§ **Given request**
Copy the listing below, changing every "benchmark" to "evaluation" and keeping everything else the same.
------------
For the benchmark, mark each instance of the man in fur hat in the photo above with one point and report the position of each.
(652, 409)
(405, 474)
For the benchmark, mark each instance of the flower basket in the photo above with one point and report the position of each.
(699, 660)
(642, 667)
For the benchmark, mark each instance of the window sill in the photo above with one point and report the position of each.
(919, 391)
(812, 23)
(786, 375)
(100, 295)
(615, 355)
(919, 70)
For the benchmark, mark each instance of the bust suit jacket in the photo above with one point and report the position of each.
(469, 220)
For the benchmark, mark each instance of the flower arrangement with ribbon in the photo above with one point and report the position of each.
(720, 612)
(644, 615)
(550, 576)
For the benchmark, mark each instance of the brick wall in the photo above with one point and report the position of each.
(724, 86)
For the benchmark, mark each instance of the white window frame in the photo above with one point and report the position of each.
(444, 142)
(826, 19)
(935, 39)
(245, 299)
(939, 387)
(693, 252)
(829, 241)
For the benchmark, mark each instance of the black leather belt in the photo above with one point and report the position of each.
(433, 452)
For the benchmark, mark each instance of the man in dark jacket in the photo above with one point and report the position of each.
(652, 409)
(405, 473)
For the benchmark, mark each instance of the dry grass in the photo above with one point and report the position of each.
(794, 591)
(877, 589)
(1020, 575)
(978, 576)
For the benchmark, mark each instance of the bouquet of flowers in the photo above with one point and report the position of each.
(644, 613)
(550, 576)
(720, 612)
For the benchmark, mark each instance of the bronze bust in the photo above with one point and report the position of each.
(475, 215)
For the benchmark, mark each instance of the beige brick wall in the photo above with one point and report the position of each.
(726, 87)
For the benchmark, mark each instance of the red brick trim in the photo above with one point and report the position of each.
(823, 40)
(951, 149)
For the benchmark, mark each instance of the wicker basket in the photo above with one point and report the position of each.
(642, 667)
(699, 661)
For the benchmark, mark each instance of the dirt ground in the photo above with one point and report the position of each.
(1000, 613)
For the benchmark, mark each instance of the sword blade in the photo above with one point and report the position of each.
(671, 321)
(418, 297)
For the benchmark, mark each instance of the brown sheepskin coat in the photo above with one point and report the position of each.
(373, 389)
------------
§ **Solution for this task**
For the evaluation, mark each instance of the man in fur hat in the photo above with one point and report the position of each.
(652, 409)
(405, 474)
For the evaluation, mark each instance of the flower basket in the photo above with one point and report the position of each.
(699, 660)
(642, 667)
For the evaluation, mark each instance of the window sill in the photo above with one point and report the position of each.
(919, 391)
(812, 23)
(786, 375)
(100, 295)
(615, 355)
(919, 70)
For the evaluation, mark each instance of the bust suit jacket in the photo above with one point and report the position of each.
(469, 220)
For the evaluation, mark each instance of the flower arrangement with ribbon in the photo above with one point and report the position of each.
(720, 612)
(644, 615)
(550, 576)
For the evaluation, mark each instance of the brick wall in the photo above with one point and report the position of each.
(724, 86)
For the evaluation, mark each instance of the white window frame in the photo above with one point and report the position of each.
(444, 142)
(826, 19)
(935, 39)
(245, 299)
(939, 387)
(693, 252)
(829, 241)
For the evaluation, mark each instance of the black leather belt in the photo above with one point and report the position of each.
(433, 452)
For the evaluation, mark each instance of the man in dark jacket in the photo above with one point and report the position of each.
(652, 409)
(405, 473)
For the evaluation, mark each instance of the dry grass in the photo above with one point and report the position of each.
(794, 591)
(877, 589)
(1020, 575)
(978, 576)
For the evaluation, mark each instance of the bouquet of flowers in the photo above with one point and report the position of each.
(644, 613)
(550, 576)
(720, 612)
For the evaluation, mark each instance of the bronze bust in the photo above with one point and report the position of each.
(475, 215)
For the evaluation, mark each instance of the beige brick wall in the photo above with one point and report the position of each.
(726, 87)
For the evaluation, mark each instance of the red brick trim in the photo above with one point and report the position of each.
(823, 40)
(951, 149)
For the evaluation, mark each instance of the wicker basket in the photo above with one point and report the position of each.
(642, 667)
(699, 661)
For the evaluation, mark each instance of the dirt ground in the photo above with one point and report the position of each.
(1000, 613)
For the evaluation, mark each instance of the sword blade in the photo above with one point and report the position of each.
(671, 321)
(418, 297)
For the evaluation, mark each instance of the brown sheepskin coat in the photo above with one point and report the position of each.
(373, 389)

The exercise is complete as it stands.